- [TO BE DONE] Your task is to copy every line of this material exactly.

- [EXERCISE MATERIAL]
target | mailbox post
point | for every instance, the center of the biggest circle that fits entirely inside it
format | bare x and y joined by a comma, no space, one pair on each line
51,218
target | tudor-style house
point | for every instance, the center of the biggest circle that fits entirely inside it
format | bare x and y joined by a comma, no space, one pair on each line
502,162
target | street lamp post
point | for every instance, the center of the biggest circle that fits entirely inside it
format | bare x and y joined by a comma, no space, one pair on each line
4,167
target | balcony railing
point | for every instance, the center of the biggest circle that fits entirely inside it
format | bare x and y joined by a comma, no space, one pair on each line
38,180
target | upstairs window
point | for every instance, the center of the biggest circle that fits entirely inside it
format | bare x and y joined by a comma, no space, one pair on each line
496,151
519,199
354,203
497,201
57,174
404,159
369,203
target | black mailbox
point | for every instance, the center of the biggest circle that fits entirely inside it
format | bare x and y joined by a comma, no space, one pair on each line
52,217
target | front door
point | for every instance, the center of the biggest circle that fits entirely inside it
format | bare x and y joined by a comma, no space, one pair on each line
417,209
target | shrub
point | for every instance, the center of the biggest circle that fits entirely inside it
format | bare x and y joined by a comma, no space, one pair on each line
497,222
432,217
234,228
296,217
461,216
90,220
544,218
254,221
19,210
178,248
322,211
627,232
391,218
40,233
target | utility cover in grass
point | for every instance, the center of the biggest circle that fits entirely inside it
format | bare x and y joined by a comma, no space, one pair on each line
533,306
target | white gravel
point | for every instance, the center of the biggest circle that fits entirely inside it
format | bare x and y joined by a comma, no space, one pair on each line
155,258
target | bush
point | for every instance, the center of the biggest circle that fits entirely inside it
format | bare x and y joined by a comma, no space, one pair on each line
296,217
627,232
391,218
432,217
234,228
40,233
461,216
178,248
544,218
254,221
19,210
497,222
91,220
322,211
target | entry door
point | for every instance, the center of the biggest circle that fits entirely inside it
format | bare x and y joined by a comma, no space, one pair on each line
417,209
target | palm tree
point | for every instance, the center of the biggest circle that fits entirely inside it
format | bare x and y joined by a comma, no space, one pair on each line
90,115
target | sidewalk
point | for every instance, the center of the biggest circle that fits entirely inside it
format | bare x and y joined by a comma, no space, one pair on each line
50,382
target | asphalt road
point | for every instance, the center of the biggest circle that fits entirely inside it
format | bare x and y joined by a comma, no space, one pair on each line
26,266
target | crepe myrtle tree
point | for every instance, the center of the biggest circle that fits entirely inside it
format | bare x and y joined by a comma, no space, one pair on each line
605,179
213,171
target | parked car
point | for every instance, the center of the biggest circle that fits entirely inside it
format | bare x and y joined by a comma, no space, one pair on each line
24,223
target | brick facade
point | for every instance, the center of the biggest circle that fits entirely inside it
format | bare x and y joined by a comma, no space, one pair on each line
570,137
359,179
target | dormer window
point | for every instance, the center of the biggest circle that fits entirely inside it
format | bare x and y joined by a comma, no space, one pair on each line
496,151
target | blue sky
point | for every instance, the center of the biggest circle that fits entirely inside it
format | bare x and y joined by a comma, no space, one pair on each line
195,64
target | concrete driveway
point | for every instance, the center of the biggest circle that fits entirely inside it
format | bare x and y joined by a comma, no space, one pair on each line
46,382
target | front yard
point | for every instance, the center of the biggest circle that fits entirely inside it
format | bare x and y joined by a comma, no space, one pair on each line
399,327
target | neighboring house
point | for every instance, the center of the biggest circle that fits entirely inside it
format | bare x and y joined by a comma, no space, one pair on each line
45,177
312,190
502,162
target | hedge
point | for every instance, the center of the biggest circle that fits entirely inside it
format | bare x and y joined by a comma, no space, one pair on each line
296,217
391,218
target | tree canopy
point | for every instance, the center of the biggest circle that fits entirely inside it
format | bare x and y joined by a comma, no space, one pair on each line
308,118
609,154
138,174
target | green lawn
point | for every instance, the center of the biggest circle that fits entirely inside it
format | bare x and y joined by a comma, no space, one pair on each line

- [RESPONSE BELOW]
target | mailbox post
point | for every instance, the center of the biggest circle that fits entirely inside it
format | bare x and y joined by a comma, no space, one pair on each line
51,218
target | tudor-style house
point | for every instance, the center of the biggest circle that fits entirely inside it
format | bare x and y joined by a comma, no space, one pair on each line
502,162
target | street lamp post
point | for every instance, the center of the biggest circle that fits entirely inside it
format | bare x and y joined by a comma, no space, one pair on each line
4,167
target | balcony railing
point | for every instance, the center of the biggest circle that fits entirely inside it
format | bare x and y joined by a comma, no space, one pair on each line
38,180
target | upstairs window
point | for every instance, the center of the biggest circle that fits entirely inside it
format | bare x and y joined by a comma, no space, one pair on each line
496,151
519,199
354,203
497,201
57,174
404,159
369,203
target | black mailbox
point | for every instance, the center of the biggest circle that fits entirely inside it
format | bare x and y joined by a comma, no space, one pair on each line
52,217
target | front door
point | for every instance, the center of the biggest circle that fits entirely inside it
format | bare x and y joined by a comma, no space, one pair on each line
417,209
target | shrub
point | for every instance, the center of the biggest circle that fits entirely inside it
format | bare x and y joined by a comma, no space, one pair on each line
497,222
432,217
234,228
296,217
461,216
90,220
544,218
254,221
19,210
178,248
322,211
627,232
391,218
40,233
target | utility cover in grass
point | for every instance, the center of the biggest circle that fits entirely inside it
format | bare x and y joined by a comma, no space, one pair on each line
533,306
target | white gravel
point | for every instance, the center of the biggest circle that fits entirely inside it
format | bare x and y joined by a comma, no space, one pair on each line
155,258
target | bush
point | for every instance, the center of the biggest circle that fits entirely inside it
format | bare x and y joined by a comma, no space, one pair on each line
296,217
627,232
391,218
432,217
234,228
40,233
461,216
178,248
544,218
254,221
19,210
497,222
91,220
322,211
target | entry door
point | for every instance, the center of the biggest circle that fits entirely inside it
format | bare x and y joined by a comma, no space, one pair on each line
417,209
target | palm tree
point | for every instance, the center of the biggest circle that fits entirely inside it
format | bare x and y joined by a comma, no space, one pair on each line
90,115
target | sidewalk
point | for every instance, the center of the biggest circle that fits entirely inside it
format | bare x and y joined by a comma, no space, one pair on each line
50,382
target | asphalt road
point | for every instance, the center of the biggest circle that fits entirely inside it
format | bare x and y joined by a comma, no space, one pair on each line
26,266
target | crepe myrtle tree
point | for every instance, the center of the biggest circle that fits entirely inside it
format | bare x and y joined by a comma, no space, one pair on each line
605,179
213,171
target | parked car
point | for every instance, the center of the biggest circle that fits entirely inside it
format | bare x and y joined by a comma, no space, one pair on each line
24,223
target | brick facade
point | for every instance, the center of the biggest circle that fits entirely inside it
format | bare x and y joined by a comma, no space, one pair on each line
570,137
359,179
target | dormer window
point | for every instance, the center of the biggest circle that fits entirely inside it
format | bare x and y joined by a comma, no space, one pair on each line
496,151
target | blue sky
point | for every instance, the center of the biggest circle that fits entirely inside it
format | bare x and y joined by a comma, no space, one pair on each line
195,64
target | concrete driveway
point | for every instance, the center of the biggest circle that fits entirely inside it
format | bare x and y joined by a comma, no space, one pair on each line
46,382
target | front yard
point | for every instance, the center of the biggest circle that fits entirely inside it
format | bare x and y joined by a comma, no space, one pair on each line
399,327
target | neighboring house
point | for every instance, the center of the biggest circle that fits entirely inside it
format | bare x and y joined by a comma, no space, one pair on each line
45,177
312,190
502,162
target | hedge
point | for every instance, the center of the biggest circle that fits entirely inside it
format | bare x and y joined by a comma, no space, one pair on each line
296,217
391,218
target | tree canopy
point | for every instance, the center of the biggest circle that fits entirely inside it
format | bare x and y joined by a comma, no space, one pair on each line
308,118
609,154
138,174
target | green lawn
point | for every instance, the center of the biggest circle that fits entirely inside it
format | bare x and y joined by a comma, no space, one pair on each line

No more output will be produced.